Echo each of the following lines word for word, leaving out the pictures.

[Image region labeling entries]

════════

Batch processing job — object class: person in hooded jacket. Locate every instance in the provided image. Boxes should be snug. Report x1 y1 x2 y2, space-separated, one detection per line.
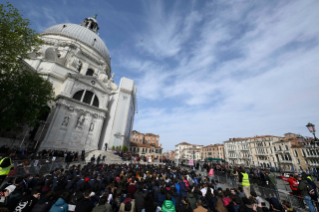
134 184 147 212
4 183 25 211
75 190 94 212
145 193 156 212
175 180 181 195
171 187 181 211
178 180 187 198
92 196 112 212
187 189 196 210
49 192 69 212
14 190 41 212
155 188 166 207
31 191 55 212
161 194 176 212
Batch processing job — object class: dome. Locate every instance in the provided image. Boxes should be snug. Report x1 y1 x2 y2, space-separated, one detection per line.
42 23 111 64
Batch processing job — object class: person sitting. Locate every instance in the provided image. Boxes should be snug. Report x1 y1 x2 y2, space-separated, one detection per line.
49 192 69 212
194 199 207 212
32 191 55 212
238 187 246 198
250 191 264 204
14 190 41 212
161 194 176 212
282 200 296 212
92 196 112 212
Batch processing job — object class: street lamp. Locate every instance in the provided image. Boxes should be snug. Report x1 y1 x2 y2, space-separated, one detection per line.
306 122 319 145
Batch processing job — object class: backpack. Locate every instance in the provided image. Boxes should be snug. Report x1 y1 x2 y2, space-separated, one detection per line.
307 183 316 196
124 202 132 211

════════

_Result for this task_:
Batch processing job — object class: person in hooded jacket. Locate every instance in the provided image. Boxes should be snug. Report x1 y1 x2 y2, space-separated, one detection per line.
134 184 147 212
4 183 25 211
75 190 94 212
145 193 156 212
175 180 181 195
171 187 181 211
178 180 187 198
92 196 112 212
187 189 196 210
49 192 69 212
14 190 41 212
155 188 166 207
31 191 55 212
161 194 176 212
Batch processing job — object class: dome. Locate every instance in the provided image. Boxes should be snug. Report x1 y1 x2 y2, space-separated, one detection per line.
42 23 111 64
Batch processing job — object class: person sitting. Locate every instance in the provided image. Boxes should be snug. Report x1 y1 x2 y2, space-separated, one detection per line.
49 192 69 212
194 199 207 212
32 191 55 212
238 187 246 198
250 191 264 204
14 190 41 212
161 194 176 212
282 200 296 212
92 196 112 212
Batch processing job — object class: street lamp. Locate every instance in the provided image. Boxes should be snug. Report x1 y1 x2 y2, space-separated, one detection per line.
306 122 319 145
Batch processing job — object class: backpack. Locate every instance in the provided image. Boxes should be snug. Report x1 y1 x2 y2, space-separated, one detection per line.
307 183 316 196
124 202 132 211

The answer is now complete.